Problem -
Output the lines of the listing below exactly as they appear, leaving out the pictures.

Task material -

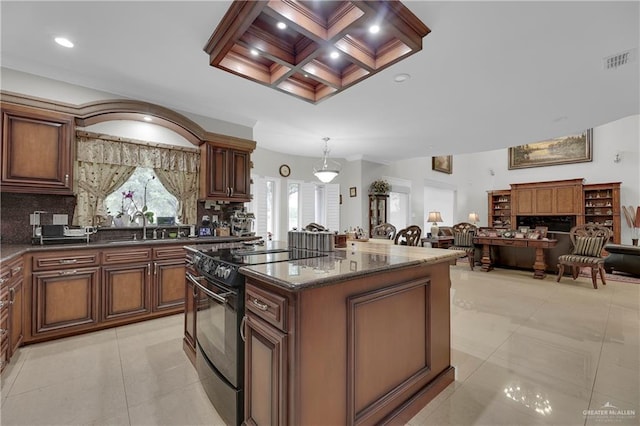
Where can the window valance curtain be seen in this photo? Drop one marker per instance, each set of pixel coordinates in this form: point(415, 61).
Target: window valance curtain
point(103, 163)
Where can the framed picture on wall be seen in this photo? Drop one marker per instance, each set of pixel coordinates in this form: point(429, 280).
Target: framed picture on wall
point(442, 164)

Result of the task -
Where can the window valance curtain be seen in this photo? Drop one marker per instance, each set of pixel coordinates in this form: point(415, 61).
Target: window valance curtain
point(103, 163)
Where can the framed picture on wall be seen in this photo? Drop one marker per instance, each set of pixel coordinates in this form: point(429, 280).
Target: framed picture on wall
point(442, 164)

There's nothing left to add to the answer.